[Extracted records — start]
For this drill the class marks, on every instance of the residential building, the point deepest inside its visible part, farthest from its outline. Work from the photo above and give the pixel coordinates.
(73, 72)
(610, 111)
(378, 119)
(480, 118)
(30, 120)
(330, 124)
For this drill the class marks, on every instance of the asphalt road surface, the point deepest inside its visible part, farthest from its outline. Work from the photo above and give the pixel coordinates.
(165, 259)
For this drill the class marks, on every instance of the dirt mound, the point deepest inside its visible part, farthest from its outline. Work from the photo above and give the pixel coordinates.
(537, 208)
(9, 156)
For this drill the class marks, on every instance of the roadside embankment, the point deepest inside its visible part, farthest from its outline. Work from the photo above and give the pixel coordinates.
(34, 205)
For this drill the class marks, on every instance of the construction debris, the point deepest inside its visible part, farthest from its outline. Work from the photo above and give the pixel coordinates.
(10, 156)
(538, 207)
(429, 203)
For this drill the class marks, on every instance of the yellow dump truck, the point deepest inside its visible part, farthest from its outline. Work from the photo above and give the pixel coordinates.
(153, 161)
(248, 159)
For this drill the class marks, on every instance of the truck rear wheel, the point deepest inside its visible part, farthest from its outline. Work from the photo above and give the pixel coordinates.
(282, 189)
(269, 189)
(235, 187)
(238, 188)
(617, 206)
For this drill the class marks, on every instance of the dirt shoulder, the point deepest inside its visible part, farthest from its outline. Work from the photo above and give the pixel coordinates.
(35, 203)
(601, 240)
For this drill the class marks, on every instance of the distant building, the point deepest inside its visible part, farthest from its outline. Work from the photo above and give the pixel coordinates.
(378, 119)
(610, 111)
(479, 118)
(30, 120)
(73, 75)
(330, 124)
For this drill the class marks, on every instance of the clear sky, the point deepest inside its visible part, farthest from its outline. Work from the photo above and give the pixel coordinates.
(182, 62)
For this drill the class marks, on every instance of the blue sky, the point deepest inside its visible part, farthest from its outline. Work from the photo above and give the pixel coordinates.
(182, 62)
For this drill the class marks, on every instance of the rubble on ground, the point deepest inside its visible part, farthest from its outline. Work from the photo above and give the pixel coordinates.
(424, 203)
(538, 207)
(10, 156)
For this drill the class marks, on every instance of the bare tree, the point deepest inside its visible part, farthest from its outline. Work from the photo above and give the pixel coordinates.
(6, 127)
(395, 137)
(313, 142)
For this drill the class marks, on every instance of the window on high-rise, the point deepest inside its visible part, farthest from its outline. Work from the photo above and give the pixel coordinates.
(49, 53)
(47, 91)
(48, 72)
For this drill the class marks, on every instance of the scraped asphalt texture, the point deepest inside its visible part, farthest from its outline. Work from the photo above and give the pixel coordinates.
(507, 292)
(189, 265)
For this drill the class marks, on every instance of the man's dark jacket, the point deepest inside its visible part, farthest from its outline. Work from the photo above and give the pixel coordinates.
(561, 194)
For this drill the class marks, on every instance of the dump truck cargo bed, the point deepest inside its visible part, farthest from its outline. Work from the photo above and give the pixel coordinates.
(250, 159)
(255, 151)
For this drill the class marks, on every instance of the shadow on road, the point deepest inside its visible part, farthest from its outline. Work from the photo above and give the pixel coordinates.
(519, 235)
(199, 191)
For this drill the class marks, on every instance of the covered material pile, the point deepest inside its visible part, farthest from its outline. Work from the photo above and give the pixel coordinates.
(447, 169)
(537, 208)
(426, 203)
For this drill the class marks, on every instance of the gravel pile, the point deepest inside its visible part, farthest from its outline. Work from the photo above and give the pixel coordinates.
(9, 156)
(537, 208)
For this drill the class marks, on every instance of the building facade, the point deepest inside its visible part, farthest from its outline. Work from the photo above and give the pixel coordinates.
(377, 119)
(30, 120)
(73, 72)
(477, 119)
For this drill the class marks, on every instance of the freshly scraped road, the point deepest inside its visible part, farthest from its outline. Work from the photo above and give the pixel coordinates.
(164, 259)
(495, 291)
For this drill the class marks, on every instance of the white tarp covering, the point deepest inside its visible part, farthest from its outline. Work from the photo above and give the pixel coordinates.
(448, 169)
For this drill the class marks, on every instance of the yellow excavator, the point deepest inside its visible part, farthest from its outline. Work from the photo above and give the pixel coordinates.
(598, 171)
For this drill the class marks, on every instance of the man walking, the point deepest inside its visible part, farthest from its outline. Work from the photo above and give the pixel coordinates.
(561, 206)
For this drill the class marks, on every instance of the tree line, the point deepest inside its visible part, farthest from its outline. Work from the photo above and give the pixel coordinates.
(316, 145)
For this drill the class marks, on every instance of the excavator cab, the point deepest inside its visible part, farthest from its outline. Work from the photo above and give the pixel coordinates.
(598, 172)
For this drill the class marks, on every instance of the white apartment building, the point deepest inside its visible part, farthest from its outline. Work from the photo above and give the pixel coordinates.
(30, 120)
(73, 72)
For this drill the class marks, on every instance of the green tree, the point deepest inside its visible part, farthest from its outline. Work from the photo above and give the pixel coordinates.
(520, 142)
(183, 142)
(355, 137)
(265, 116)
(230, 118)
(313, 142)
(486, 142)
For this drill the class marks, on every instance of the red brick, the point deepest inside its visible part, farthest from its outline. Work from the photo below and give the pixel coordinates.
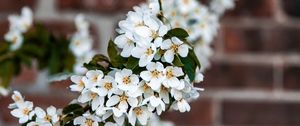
(66, 28)
(56, 99)
(200, 114)
(238, 76)
(27, 76)
(61, 85)
(4, 28)
(101, 6)
(291, 7)
(291, 77)
(260, 113)
(253, 8)
(9, 6)
(277, 39)
(88, 5)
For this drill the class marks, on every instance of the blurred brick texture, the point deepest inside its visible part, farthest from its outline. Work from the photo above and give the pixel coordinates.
(254, 79)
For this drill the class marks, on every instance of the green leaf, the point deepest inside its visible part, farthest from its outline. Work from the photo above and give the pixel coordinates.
(192, 55)
(7, 71)
(189, 66)
(132, 63)
(178, 32)
(116, 59)
(72, 108)
(91, 66)
(177, 61)
(99, 58)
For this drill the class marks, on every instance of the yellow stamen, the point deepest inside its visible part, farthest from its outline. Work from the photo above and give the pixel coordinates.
(126, 80)
(138, 111)
(108, 86)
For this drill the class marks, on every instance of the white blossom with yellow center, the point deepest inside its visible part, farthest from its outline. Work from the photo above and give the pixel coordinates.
(173, 47)
(105, 87)
(172, 74)
(126, 81)
(49, 117)
(154, 75)
(87, 119)
(23, 111)
(140, 114)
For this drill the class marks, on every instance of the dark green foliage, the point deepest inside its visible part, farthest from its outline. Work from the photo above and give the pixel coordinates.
(49, 51)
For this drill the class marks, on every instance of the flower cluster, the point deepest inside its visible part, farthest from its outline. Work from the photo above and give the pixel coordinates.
(19, 24)
(151, 68)
(81, 44)
(26, 113)
(201, 22)
(136, 95)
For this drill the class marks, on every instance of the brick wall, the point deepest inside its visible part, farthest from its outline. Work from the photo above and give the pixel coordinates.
(255, 75)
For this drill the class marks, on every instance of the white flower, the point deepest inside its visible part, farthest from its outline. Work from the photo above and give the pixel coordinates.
(38, 124)
(154, 75)
(18, 99)
(171, 79)
(118, 115)
(87, 120)
(144, 89)
(142, 114)
(110, 124)
(78, 83)
(144, 53)
(122, 99)
(174, 46)
(106, 86)
(21, 22)
(181, 105)
(4, 91)
(81, 41)
(126, 80)
(91, 79)
(23, 112)
(155, 102)
(153, 29)
(50, 117)
(126, 43)
(82, 24)
(15, 38)
(154, 6)
(78, 67)
(164, 94)
(94, 97)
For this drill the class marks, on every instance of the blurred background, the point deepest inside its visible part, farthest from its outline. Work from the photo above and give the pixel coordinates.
(254, 79)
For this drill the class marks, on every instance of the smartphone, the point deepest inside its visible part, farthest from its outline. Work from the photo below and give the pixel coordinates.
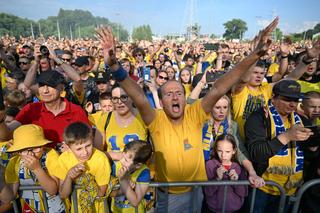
(315, 130)
(2, 107)
(213, 76)
(146, 74)
(210, 46)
[Extracted records — finish]
— Your assignment —
Your answer must be an exact transcription of the records above, minus the pictures.

— Task result —
For this drill the class marks, on every instance of the residential building, the point deepest inside its visible part, farthest from its outline. Work from the photo above and give the pixel coordinates.
(73, 72)
(610, 111)
(378, 119)
(480, 118)
(30, 120)
(330, 124)
For this drill the class marks, on every instance of the asphalt road surface, the point deepest inside its visible part, farthest from its outline. Work from the photo above and give the pixel coordinates.
(165, 259)
For this drill the class marks, on every instance of the dirt mound, the point deepest inside its visible part, farthest from its outline. Work from the photo above and give the pixel coordinates.
(537, 208)
(9, 156)
For this drill the class marks, on every instance of the roadside embankment, the point deepest inside its visible part, farthest from its outline. Work from the photo above and give the pixel coordinates.
(34, 205)
For this drill the class marks, on every instance of the construction debris, the point deepest inside its visible part, farthest from its outline. Work from the photo above and give the pixel coordinates.
(10, 156)
(538, 207)
(429, 203)
For this drill the class marks, on every instance of the yellow dump truck, the point deepest inside its visible part, farthest from its outline. Work from the photo above and give the pixel coordinates.
(153, 161)
(248, 159)
For this drill the class marks, on every instance of the truck rear wheel, the point deepest inside its visible part, farthest from its outline. Work from the photo above and give the pixel coordinates.
(282, 189)
(269, 189)
(235, 187)
(238, 188)
(617, 206)
For this drill the class marks, on every instance of the dirt shoulder, the point deepest inside its visible part, farthest from its outline. Work from the photo above and give the pixel coordinates.
(35, 203)
(601, 240)
For this drill the class marks, on every instance of the distant building, the point deepest inside its visible part, farthest from its outline. Work from the photo above and give the pixel coordinates.
(378, 119)
(610, 111)
(479, 118)
(30, 120)
(73, 75)
(330, 124)
For this drill the class marks, on every instance of the clear sky, the point deepest inside its visible part, farthest from its outline. Work from the photo above and give the pixel coordinates.
(182, 62)
For this drill the class marks, on every instance of the blue sky, the point deepest inside its visible part, farthest from its outline. Work from the photo above and give the pixel coordinates.
(182, 62)
For this drill the class marks, on every instance of the rubble on ground, the point deepest inside its visible part, farthest from its outline. Work from the photo above and give the pixel coordinates.
(424, 203)
(538, 207)
(10, 156)
For this drill the class marks, on every instance of the bare tree, the point deepest inside its visible part, farthest from its outline. Work from the photo above and give the pixel coordinates.
(6, 127)
(395, 137)
(313, 142)
For this drill the class marks, on every instance of the window on high-rise, the point deepest inside its visible part, farthest from its outline. Work from the photo above and give the pixel coordinates.
(49, 53)
(47, 91)
(48, 72)
For this drill the class marks, on every instance of the scraped asphalt texture, the point deepest inside its visible part, farthest from its outline. Work from the photo above and give the pixel coordinates.
(507, 292)
(189, 265)
For this drill the class marks, on every instance of the man's dark jacket, the point deepest inside its visible part, farthest from its outline. Work from the photo above and give the pixel coordinates.
(561, 194)
For this drill the class marks, on every instance of the dump truck cargo bed, the point deepest inside its visible part, farthest from its outline. Work from the photo above and give the pixel coordinates.
(250, 159)
(255, 151)
For this drill the class marks, on every instance of the shadow on road, the point deepest inside its visible part, farthest from its outline. Work from the photo above and give the pixel coordinates.
(519, 235)
(199, 191)
For this drill the class marks, on every instance of the covered material pile, the point deepest inside its visible part, farthest from its outline. Work from the photo above and give the pixel coordinates.
(447, 169)
(537, 208)
(426, 203)
For this drill the class marks, on every instance of the gravel pile, the point deepest inside its visible part, farthest from its outline. Work from the photo above and give the pixel coordinates.
(9, 156)
(537, 208)
For this drill the class marks, on every instance of the building facade, the point deepest inside its visible part, farthest from its outline. Work from the photo above and give the pixel coordinates.
(377, 119)
(30, 120)
(73, 72)
(477, 119)
For this drill the class marks, on every instance of the freshly scraped road, the point deepest inside its visible part, farthest from its outline. Work from the photo above and give the pixel coordinates.
(164, 259)
(495, 291)
For this drill the class marks, on every instance of the white tarp covering, the point deepest inside its visible part, farthest from its outline. Work from the photo above and give the pixel coordinates.
(448, 169)
For this drill the class marks, on every instance of the yellow excavator, the point deepest inside its visible part, farthest from its outline. Work from the photo above and give the pixel coordinates.
(598, 171)
For this drill the class marks, on every instance of the man walking, the point deepest inside its visible part, farthest from its outline. Work from the photo above and give the pixel coordinates.
(561, 206)
For this drill the class marks, on every instance of the tree line, the point deepest inside its visible part, farthest from its outline. Work from the photo above and give the pixel coordinates.
(316, 145)
For this drill the class marks, on every instance of the excavator cab, the point deepest inside its visible part, farthest from its outline. Work from the photo above and give the pixel coordinates.
(598, 172)
For this drill the class marks, on every instance of the white apartment building, the point deepest inside its visible part, farthest from its outline. Work from the photo above and give the pixel coordinates.
(30, 120)
(73, 72)
For this drill the class marks, on every instance of the green tree, the point deepest inside its visible part, farthest from its outline. Work from the photo above and give the pixel coordinates.
(520, 142)
(183, 142)
(355, 137)
(265, 116)
(230, 118)
(313, 142)
(486, 142)
For this drill the class marks, on every instance of the red brick, the point deepest inside its visible part, farthest from its outline. Work from the photo below and give the pixel coordinates.
(66, 28)
(56, 99)
(200, 114)
(238, 76)
(27, 76)
(61, 85)
(4, 28)
(101, 6)
(291, 7)
(291, 77)
(260, 113)
(253, 8)
(9, 6)
(277, 39)
(88, 5)
For this drill the class marks, on every instance of the blurred brick texture, the point deepest inside its visible part, farthest from its outline. Work from the photo above and give the pixel coordinates.
(254, 79)
For this drill the class marks, on every instance of the green leaf, the point deepest inside its visible part, farthest from its outline. Work from the photo above and give the pixel coordinates.
(192, 55)
(7, 71)
(189, 66)
(132, 63)
(178, 32)
(116, 59)
(72, 108)
(91, 66)
(177, 61)
(99, 58)
For this drill the class marks, on every instance of the yellow stamen, the point deepest inside its visible part, farthest from its outline. Work from the photo above and give the pixel coordinates.
(126, 80)
(138, 111)
(108, 86)
For this drill the class marks, on every instance of the white blossom with yellow center, the point deepest inside its visible part, farthest from its outline. Work from the photo above and give the pixel coordinates.
(173, 47)
(105, 87)
(172, 74)
(126, 81)
(49, 117)
(154, 75)
(87, 119)
(23, 111)
(140, 114)
For this drill the class marks, on every instance of the dark green foliage, the point deepest inside its visible part, farthest from its outline. Work from the photo above and give the pixel coordinates.
(49, 51)
For this drill the class marks, on every instance of the flower cluster, the point deepest inside its visible part, farthest from its outline. Work from the photo above and give the pixel coordinates.
(19, 24)
(151, 68)
(81, 44)
(26, 113)
(201, 22)
(136, 95)
For this drill the class marks, on every instance of the brick wall, the point deepest inside its visible part, farthest from its outline. Work from the photo above and give the pixel coordinates.
(255, 75)
For this drill the class marks, on every instance of the white flower, the point deepest inside its visible part, farthest from its outline. Work from the photo above and give the pixel coordinates.
(38, 124)
(154, 75)
(18, 99)
(171, 79)
(118, 115)
(87, 120)
(144, 89)
(142, 114)
(110, 124)
(78, 83)
(144, 53)
(122, 99)
(174, 46)
(106, 86)
(21, 22)
(181, 105)
(4, 91)
(81, 41)
(126, 80)
(91, 79)
(23, 112)
(155, 102)
(153, 29)
(50, 117)
(126, 43)
(82, 24)
(15, 38)
(154, 6)
(78, 67)
(164, 94)
(94, 97)
For this drill the class marks, on every instance of the blurred background, the point deepest inside its visible part, farthest from its outline. Work from the photo above and give the pixel coordinates.
(254, 79)
For this drill the class marks, on every instance of the smartphone, the point deepest inside its visible part, farthest from its outline. Work from the photo below and give the pixel coordinates.
(315, 130)
(2, 107)
(213, 76)
(146, 74)
(210, 46)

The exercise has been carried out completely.